ASSIGNMENT –
Wherever the word "dark" appears in the entries, copy the whole line.

MATERIAL FOR THIS EXERCISE –
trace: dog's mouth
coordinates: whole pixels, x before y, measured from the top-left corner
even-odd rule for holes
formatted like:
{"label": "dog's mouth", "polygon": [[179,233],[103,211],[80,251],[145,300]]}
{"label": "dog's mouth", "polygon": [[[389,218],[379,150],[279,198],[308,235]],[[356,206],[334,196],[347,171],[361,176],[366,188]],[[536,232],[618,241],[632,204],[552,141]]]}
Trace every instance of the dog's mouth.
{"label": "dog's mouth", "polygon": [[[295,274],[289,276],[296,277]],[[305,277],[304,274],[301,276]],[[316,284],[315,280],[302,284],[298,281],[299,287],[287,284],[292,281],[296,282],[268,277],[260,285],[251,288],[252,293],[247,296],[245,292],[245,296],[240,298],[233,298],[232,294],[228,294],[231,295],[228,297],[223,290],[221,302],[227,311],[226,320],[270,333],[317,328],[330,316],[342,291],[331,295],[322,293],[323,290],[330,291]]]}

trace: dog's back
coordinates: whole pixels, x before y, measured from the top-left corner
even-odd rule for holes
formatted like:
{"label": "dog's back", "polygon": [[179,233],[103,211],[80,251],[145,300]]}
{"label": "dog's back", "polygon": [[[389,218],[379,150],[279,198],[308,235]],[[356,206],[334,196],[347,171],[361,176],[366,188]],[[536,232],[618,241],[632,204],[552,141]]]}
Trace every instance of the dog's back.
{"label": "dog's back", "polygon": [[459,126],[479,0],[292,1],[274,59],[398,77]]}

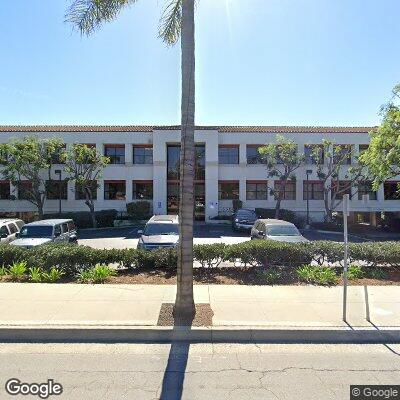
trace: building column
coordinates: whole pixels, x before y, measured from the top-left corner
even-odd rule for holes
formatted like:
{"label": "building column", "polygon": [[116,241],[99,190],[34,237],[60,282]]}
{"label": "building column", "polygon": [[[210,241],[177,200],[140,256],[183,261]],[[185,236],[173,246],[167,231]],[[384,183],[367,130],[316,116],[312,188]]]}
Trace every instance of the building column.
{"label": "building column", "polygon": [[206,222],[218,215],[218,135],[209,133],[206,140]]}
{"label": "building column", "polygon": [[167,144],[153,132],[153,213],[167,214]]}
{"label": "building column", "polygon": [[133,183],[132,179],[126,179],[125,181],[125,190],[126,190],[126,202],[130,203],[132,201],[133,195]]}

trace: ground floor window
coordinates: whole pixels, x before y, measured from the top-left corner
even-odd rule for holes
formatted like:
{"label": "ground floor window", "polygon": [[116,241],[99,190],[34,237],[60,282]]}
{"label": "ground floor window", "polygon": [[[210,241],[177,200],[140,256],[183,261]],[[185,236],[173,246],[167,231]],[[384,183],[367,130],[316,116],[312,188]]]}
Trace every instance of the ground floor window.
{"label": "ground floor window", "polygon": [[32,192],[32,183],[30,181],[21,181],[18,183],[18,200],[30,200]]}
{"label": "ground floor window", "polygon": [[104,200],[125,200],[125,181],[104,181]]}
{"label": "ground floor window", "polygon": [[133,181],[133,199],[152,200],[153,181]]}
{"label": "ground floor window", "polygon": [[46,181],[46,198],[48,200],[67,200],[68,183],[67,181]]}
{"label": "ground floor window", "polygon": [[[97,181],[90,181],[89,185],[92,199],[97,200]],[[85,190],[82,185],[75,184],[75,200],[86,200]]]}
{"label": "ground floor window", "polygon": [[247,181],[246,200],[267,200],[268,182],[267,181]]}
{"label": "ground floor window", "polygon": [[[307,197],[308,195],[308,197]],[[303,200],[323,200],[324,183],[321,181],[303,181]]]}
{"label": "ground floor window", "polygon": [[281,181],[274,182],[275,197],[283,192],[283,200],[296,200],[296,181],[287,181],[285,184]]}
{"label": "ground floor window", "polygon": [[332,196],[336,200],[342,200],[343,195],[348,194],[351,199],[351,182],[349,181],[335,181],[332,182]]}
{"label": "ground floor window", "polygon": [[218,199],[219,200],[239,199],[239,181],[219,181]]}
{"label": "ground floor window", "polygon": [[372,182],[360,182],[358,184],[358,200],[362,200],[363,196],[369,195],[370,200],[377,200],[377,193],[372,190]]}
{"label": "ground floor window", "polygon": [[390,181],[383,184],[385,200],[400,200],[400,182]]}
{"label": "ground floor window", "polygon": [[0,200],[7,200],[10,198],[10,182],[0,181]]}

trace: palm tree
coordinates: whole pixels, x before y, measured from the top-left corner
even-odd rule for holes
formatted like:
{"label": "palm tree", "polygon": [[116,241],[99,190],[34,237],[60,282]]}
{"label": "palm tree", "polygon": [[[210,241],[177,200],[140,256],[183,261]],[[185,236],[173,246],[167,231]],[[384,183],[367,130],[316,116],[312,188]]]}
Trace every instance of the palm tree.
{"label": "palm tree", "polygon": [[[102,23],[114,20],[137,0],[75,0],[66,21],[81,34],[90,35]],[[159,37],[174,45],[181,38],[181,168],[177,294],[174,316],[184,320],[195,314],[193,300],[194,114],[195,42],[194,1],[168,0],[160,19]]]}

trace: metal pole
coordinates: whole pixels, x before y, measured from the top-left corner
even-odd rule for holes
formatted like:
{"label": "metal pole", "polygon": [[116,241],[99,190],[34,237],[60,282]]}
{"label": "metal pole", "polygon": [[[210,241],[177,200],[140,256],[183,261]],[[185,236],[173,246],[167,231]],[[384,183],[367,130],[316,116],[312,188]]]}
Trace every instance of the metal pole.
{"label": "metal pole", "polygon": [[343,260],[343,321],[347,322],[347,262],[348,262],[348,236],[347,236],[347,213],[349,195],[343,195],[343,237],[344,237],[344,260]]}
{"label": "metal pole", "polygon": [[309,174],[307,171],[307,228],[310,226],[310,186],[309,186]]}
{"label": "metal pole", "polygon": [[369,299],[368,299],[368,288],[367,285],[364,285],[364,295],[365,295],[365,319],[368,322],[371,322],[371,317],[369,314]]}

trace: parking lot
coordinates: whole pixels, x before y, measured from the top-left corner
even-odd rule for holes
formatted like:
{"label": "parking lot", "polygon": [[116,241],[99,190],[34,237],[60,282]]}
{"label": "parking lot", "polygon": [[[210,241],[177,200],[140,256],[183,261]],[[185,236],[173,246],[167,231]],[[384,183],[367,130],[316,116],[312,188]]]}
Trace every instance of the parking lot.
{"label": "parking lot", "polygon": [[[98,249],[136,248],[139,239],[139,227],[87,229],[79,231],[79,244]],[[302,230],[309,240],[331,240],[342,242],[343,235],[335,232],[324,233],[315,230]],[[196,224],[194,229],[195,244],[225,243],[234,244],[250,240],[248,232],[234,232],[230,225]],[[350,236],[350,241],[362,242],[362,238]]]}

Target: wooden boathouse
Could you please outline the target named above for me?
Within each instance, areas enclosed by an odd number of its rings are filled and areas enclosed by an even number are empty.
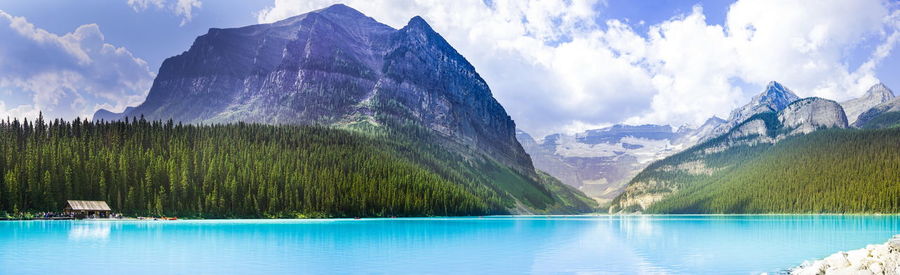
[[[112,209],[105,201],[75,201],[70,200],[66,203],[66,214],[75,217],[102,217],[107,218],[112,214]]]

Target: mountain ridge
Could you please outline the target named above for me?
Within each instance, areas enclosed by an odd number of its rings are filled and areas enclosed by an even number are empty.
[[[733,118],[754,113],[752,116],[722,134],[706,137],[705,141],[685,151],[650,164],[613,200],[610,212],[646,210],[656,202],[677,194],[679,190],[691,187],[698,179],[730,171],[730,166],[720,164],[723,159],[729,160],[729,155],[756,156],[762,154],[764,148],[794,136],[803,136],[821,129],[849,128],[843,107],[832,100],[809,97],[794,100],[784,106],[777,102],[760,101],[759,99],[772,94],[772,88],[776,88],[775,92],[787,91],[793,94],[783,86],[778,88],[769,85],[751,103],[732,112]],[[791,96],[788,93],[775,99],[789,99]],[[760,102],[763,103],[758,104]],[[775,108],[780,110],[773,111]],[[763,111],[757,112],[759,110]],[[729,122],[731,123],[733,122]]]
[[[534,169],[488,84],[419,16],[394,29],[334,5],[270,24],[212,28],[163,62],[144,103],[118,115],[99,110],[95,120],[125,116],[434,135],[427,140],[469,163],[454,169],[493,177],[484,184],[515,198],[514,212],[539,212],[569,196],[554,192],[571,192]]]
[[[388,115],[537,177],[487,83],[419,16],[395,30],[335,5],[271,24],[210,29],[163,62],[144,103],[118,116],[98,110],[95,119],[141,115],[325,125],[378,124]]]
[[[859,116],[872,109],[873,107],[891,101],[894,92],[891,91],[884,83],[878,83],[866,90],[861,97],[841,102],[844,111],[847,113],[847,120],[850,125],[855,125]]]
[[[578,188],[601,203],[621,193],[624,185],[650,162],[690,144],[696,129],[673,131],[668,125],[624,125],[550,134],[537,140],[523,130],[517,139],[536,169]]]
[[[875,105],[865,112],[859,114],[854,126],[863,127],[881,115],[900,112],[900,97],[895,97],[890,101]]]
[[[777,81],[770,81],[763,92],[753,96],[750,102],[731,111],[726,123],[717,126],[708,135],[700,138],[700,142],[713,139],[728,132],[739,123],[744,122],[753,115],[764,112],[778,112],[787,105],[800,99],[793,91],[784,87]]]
...
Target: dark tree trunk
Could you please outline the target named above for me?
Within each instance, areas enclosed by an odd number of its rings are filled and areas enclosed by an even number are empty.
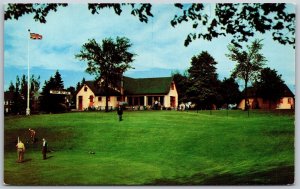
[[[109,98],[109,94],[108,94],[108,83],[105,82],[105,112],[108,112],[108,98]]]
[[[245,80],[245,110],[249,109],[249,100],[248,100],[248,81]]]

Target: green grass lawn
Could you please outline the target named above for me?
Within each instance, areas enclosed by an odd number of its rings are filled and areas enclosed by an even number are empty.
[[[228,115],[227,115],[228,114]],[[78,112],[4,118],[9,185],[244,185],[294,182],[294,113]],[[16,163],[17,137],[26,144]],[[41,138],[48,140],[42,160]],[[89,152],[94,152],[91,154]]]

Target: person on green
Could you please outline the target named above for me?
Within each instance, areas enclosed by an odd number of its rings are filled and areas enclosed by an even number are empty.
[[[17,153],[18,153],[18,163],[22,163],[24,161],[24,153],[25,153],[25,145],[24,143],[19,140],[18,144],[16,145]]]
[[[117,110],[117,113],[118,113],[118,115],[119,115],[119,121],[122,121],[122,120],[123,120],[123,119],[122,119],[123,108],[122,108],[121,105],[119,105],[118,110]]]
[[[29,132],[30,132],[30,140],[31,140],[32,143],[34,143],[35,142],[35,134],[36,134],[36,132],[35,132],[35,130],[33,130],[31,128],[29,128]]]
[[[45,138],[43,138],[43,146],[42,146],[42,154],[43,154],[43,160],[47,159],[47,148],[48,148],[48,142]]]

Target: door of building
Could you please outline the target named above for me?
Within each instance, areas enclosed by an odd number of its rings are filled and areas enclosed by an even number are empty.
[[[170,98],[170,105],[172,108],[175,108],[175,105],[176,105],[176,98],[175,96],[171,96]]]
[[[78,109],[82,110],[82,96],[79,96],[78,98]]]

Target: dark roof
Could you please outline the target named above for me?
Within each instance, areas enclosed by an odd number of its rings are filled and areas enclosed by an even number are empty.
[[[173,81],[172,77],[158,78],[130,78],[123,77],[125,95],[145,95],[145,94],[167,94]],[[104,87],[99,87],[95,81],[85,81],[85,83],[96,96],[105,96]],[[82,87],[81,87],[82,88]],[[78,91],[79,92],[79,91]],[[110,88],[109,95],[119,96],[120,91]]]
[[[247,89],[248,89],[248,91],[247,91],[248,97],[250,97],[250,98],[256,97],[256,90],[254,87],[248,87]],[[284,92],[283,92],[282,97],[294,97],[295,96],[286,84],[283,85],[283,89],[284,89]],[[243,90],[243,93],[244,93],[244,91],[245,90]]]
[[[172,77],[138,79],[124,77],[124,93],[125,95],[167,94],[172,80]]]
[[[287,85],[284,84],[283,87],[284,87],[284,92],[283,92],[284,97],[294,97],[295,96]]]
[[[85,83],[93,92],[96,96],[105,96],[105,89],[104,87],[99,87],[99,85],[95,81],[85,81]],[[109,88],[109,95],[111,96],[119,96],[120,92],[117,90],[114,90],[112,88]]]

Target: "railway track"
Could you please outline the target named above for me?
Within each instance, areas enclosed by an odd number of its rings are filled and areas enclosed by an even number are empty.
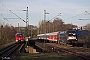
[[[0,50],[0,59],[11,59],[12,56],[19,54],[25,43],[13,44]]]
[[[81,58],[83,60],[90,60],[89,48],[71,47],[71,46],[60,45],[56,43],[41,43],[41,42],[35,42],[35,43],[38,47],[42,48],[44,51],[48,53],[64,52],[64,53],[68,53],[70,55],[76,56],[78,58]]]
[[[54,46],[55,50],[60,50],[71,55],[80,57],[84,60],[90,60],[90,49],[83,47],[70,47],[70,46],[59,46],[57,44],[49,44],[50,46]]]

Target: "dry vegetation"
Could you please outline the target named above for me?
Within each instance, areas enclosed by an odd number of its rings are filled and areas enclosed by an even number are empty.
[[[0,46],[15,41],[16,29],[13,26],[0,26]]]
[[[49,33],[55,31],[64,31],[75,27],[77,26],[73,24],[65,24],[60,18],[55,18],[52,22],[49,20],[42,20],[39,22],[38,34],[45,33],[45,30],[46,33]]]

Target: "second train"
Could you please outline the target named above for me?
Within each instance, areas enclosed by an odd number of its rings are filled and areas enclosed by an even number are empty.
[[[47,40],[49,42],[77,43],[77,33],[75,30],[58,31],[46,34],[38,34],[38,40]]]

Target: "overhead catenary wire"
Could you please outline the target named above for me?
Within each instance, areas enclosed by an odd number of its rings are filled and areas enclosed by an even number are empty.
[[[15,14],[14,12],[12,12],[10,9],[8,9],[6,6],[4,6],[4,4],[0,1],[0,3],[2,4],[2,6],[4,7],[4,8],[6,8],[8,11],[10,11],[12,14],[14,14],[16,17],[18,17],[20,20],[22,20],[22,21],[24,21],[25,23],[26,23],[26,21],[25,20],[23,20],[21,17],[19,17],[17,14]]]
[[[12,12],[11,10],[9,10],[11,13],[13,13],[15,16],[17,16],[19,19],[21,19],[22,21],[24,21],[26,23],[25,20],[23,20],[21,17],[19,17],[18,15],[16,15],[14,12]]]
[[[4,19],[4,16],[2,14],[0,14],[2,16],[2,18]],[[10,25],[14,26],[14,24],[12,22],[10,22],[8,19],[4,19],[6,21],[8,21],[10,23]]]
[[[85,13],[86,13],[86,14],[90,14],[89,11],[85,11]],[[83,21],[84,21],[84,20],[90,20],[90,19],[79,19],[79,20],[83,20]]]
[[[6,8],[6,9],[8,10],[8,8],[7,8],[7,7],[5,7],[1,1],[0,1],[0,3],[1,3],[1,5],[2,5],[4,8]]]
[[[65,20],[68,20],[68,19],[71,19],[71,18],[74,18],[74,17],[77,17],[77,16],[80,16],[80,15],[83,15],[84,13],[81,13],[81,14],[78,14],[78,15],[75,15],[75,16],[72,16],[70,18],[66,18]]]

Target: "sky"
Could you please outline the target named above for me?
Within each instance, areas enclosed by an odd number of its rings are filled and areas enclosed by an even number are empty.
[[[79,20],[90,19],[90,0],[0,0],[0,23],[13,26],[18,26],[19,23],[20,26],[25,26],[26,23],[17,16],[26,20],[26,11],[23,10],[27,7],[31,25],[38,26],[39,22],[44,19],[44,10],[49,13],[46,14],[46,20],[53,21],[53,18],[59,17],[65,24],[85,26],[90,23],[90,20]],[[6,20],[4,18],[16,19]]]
--
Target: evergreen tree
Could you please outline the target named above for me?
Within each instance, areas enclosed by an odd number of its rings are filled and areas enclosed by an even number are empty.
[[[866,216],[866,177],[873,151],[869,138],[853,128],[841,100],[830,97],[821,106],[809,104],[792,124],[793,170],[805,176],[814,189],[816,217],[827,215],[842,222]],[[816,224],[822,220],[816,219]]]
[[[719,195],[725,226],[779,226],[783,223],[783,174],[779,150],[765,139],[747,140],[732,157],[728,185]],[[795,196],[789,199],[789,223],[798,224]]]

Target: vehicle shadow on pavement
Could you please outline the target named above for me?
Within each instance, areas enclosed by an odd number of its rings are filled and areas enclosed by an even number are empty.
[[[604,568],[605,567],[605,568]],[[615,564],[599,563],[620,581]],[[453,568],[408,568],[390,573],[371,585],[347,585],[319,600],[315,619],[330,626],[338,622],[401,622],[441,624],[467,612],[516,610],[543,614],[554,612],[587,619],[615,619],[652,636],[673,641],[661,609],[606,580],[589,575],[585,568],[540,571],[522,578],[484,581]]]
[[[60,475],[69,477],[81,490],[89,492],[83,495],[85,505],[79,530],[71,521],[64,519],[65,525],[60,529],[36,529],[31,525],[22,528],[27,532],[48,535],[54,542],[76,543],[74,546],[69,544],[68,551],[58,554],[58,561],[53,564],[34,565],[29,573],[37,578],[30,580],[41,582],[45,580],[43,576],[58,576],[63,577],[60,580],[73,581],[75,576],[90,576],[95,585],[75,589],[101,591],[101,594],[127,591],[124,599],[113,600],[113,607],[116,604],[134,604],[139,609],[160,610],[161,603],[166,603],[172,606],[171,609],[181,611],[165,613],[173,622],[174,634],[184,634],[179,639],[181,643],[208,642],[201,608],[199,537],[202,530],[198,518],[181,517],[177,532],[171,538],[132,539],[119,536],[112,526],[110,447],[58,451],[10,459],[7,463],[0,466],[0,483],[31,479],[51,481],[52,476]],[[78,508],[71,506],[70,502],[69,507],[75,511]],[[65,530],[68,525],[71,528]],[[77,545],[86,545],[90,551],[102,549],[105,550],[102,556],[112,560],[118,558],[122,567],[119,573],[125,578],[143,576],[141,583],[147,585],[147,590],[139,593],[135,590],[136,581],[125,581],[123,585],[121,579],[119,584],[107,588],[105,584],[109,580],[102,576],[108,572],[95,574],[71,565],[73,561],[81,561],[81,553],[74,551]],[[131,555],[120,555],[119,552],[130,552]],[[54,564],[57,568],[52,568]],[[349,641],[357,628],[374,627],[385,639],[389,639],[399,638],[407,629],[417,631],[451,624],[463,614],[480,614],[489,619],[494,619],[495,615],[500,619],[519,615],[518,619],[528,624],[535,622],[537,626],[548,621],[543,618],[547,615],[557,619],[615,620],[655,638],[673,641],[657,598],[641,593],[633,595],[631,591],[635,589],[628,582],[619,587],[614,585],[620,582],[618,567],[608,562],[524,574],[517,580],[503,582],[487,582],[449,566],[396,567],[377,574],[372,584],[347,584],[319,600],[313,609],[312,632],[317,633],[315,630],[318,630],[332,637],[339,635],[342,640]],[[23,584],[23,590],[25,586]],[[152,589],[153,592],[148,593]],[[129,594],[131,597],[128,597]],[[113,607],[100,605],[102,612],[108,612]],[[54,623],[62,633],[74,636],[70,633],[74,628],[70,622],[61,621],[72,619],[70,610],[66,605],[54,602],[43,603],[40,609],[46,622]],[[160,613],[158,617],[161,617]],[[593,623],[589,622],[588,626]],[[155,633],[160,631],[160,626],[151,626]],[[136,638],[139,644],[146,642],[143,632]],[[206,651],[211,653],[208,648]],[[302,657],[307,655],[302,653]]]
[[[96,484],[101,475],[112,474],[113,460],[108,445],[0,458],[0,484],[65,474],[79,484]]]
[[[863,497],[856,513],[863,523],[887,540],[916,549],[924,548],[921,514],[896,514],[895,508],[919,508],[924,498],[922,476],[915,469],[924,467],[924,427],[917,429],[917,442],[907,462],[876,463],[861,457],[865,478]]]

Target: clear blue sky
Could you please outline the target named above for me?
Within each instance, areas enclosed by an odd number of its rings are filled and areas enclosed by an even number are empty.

RESPONSE –
Target: dark tree trunk
Target: dark roof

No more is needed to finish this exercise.